- _Task item_
Scan the entries that follow and give only the number of lines containing "guardrail".
▼▼▼
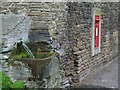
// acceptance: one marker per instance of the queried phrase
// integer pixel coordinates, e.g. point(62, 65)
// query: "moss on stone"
point(7, 84)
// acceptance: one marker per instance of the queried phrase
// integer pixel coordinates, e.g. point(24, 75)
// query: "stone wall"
point(14, 28)
point(80, 21)
point(69, 24)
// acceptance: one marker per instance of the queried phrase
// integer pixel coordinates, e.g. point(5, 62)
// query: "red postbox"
point(96, 31)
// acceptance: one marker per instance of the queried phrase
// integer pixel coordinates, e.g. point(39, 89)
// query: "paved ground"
point(107, 77)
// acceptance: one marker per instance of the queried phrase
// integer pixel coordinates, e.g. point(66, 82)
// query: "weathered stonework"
point(69, 24)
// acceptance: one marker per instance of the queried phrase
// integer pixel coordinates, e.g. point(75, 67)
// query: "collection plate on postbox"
point(96, 31)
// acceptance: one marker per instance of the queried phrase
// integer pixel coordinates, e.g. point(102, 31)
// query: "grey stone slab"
point(14, 28)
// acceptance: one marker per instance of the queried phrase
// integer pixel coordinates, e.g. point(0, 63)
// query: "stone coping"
point(36, 59)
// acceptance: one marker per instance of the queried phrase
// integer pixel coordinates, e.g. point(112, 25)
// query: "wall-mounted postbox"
point(96, 31)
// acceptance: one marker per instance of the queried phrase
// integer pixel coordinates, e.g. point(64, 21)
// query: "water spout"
point(27, 49)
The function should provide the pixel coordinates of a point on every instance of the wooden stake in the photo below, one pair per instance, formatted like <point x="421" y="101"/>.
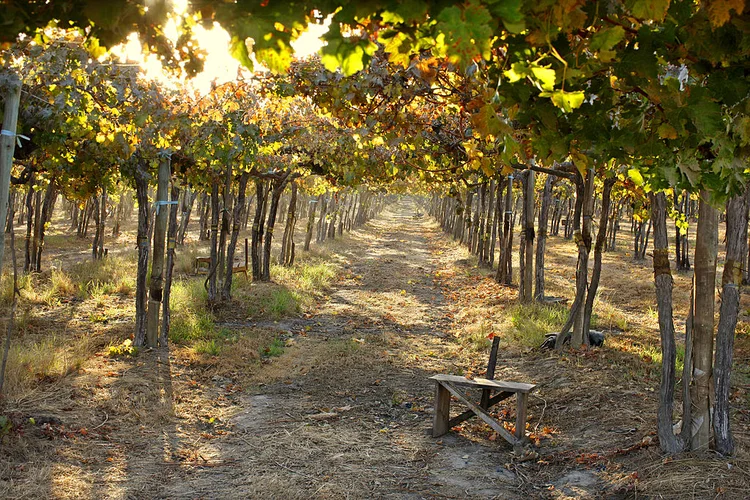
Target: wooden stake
<point x="157" y="265"/>
<point x="7" y="150"/>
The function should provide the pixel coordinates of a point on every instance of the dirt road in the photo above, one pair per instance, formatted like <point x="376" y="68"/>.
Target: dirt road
<point x="346" y="411"/>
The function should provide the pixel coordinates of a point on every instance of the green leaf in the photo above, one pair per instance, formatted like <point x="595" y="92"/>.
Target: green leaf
<point x="691" y="168"/>
<point x="238" y="49"/>
<point x="516" y="72"/>
<point x="546" y="77"/>
<point x="667" y="131"/>
<point x="567" y="101"/>
<point x="345" y="53"/>
<point x="509" y="11"/>
<point x="467" y="32"/>
<point x="487" y="122"/>
<point x="606" y="39"/>
<point x="635" y="175"/>
<point x="649" y="9"/>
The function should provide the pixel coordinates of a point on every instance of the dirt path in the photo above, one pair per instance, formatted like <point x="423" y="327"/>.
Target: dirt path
<point x="346" y="412"/>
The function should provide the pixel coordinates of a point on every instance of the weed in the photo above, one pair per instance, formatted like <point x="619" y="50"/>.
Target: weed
<point x="274" y="349"/>
<point x="207" y="346"/>
<point x="479" y="337"/>
<point x="125" y="349"/>
<point x="283" y="303"/>
<point x="531" y="322"/>
<point x="190" y="318"/>
<point x="45" y="360"/>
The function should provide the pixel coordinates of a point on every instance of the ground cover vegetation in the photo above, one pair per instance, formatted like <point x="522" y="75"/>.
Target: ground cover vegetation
<point x="530" y="133"/>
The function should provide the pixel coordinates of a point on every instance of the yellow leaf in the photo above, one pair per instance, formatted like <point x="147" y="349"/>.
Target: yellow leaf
<point x="719" y="11"/>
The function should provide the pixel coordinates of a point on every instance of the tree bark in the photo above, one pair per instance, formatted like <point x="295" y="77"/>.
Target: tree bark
<point x="141" y="192"/>
<point x="212" y="271"/>
<point x="237" y="218"/>
<point x="278" y="189"/>
<point x="166" y="319"/>
<point x="311" y="222"/>
<point x="27" y="267"/>
<point x="736" y="237"/>
<point x="47" y="209"/>
<point x="706" y="247"/>
<point x="256" y="238"/>
<point x="596" y="272"/>
<point x="542" y="237"/>
<point x="668" y="442"/>
<point x="287" y="245"/>
<point x="12" y="100"/>
<point x="156" y="288"/>
<point x="527" y="241"/>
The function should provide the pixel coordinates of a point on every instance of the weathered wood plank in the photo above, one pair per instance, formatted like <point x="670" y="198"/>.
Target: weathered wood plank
<point x="490" y="403"/>
<point x="497" y="426"/>
<point x="440" y="422"/>
<point x="485" y="383"/>
<point x="521" y="400"/>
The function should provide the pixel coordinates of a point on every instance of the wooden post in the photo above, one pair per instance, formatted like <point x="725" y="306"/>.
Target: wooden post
<point x="171" y="248"/>
<point x="7" y="150"/>
<point x="521" y="400"/>
<point x="442" y="410"/>
<point x="490" y="371"/>
<point x="157" y="265"/>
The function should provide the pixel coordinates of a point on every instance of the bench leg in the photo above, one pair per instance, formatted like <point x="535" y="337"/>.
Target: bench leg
<point x="442" y="410"/>
<point x="521" y="400"/>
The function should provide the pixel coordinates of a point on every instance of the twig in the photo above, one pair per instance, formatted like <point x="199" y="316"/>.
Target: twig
<point x="106" y="418"/>
<point x="543" y="408"/>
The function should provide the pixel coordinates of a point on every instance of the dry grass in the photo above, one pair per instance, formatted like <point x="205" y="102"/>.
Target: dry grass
<point x="334" y="401"/>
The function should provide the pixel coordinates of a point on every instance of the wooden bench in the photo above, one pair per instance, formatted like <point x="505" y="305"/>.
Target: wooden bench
<point x="448" y="385"/>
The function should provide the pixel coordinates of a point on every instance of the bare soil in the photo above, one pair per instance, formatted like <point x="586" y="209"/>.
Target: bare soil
<point x="346" y="411"/>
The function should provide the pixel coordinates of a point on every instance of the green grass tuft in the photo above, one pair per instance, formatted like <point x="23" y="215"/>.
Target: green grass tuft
<point x="274" y="349"/>
<point x="190" y="318"/>
<point x="209" y="347"/>
<point x="531" y="322"/>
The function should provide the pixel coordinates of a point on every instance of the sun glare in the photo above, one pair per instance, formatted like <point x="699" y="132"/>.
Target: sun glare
<point x="219" y="66"/>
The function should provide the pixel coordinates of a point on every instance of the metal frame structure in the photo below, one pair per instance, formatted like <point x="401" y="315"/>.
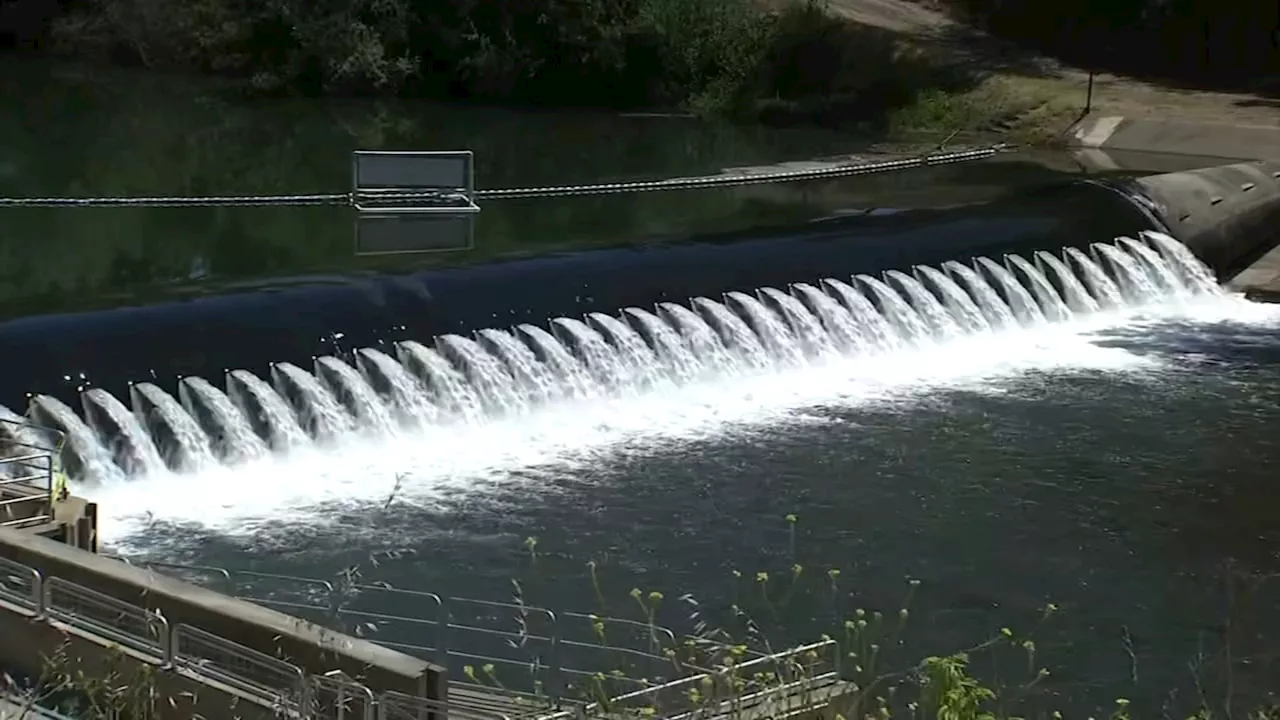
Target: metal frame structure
<point x="28" y="461"/>
<point x="405" y="181"/>
<point x="410" y="203"/>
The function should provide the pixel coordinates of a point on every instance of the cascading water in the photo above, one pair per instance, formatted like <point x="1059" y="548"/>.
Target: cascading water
<point x="504" y="373"/>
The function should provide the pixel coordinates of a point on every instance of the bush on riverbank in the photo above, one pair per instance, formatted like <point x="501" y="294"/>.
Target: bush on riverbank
<point x="795" y="60"/>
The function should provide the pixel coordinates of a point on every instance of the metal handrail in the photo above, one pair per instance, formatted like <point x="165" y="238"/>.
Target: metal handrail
<point x="539" y="643"/>
<point x="39" y="464"/>
<point x="161" y="641"/>
<point x="298" y="693"/>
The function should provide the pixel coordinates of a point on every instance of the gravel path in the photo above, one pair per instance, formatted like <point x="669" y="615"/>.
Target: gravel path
<point x="1112" y="95"/>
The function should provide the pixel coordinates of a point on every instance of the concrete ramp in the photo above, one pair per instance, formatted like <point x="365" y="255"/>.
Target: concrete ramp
<point x="1208" y="140"/>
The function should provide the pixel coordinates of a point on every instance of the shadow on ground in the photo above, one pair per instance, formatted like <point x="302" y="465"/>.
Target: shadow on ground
<point x="1219" y="343"/>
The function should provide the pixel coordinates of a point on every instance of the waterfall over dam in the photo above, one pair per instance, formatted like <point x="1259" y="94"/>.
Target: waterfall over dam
<point x="295" y="319"/>
<point x="182" y="387"/>
<point x="503" y="372"/>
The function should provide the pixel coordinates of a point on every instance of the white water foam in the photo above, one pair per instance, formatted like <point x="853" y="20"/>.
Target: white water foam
<point x="471" y="413"/>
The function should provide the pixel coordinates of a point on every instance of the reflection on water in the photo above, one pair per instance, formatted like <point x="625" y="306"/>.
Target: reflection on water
<point x="1110" y="482"/>
<point x="124" y="135"/>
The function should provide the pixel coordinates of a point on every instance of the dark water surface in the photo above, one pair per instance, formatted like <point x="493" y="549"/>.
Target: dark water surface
<point x="1133" y="490"/>
<point x="1127" y="492"/>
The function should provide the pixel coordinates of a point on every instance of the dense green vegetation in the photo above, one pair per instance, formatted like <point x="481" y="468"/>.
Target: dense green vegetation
<point x="713" y="55"/>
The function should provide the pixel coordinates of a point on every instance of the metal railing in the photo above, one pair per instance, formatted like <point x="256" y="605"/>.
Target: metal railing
<point x="790" y="680"/>
<point x="772" y="686"/>
<point x="28" y="464"/>
<point x="528" y="650"/>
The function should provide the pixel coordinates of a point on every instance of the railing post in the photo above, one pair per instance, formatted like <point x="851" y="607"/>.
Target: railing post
<point x="442" y="629"/>
<point x="557" y="688"/>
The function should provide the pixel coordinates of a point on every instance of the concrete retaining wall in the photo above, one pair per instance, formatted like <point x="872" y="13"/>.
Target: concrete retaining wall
<point x="1207" y="140"/>
<point x="309" y="646"/>
<point x="28" y="643"/>
<point x="1228" y="215"/>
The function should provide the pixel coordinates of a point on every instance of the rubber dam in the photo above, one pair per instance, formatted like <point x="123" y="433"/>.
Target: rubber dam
<point x="316" y="364"/>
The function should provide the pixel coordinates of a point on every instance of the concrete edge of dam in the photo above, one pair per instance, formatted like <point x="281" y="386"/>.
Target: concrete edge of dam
<point x="1228" y="215"/>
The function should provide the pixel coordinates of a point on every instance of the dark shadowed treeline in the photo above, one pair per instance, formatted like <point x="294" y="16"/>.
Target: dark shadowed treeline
<point x="1232" y="42"/>
<point x="714" y="55"/>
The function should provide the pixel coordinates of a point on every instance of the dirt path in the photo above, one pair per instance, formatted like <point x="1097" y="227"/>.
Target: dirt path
<point x="1054" y="92"/>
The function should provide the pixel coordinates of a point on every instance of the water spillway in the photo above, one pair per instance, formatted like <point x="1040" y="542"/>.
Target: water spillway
<point x="293" y="319"/>
<point x="507" y="372"/>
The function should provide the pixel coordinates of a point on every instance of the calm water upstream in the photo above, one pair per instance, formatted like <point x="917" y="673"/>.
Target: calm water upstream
<point x="1118" y="464"/>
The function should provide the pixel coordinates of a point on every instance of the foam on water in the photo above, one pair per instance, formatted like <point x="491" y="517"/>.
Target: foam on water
<point x="466" y="413"/>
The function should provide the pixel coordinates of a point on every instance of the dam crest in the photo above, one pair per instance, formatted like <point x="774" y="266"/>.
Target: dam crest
<point x="502" y="373"/>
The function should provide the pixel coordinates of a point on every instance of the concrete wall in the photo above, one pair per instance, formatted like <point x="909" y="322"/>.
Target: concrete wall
<point x="1228" y="215"/>
<point x="309" y="646"/>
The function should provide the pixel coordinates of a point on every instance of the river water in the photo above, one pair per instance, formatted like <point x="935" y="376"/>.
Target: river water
<point x="1116" y="465"/>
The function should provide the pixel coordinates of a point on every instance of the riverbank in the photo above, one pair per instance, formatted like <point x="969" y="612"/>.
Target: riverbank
<point x="1037" y="100"/>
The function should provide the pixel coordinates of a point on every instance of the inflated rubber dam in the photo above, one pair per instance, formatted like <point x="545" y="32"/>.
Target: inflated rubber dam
<point x="223" y="381"/>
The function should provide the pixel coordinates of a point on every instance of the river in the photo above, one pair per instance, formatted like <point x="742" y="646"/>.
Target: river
<point x="1118" y="468"/>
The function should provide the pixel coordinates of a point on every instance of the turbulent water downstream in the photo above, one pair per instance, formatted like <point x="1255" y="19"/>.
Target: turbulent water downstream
<point x="498" y="374"/>
<point x="1061" y="427"/>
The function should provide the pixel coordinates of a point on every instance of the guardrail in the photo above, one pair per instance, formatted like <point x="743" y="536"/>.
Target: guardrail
▲▲▲
- _Solved problem_
2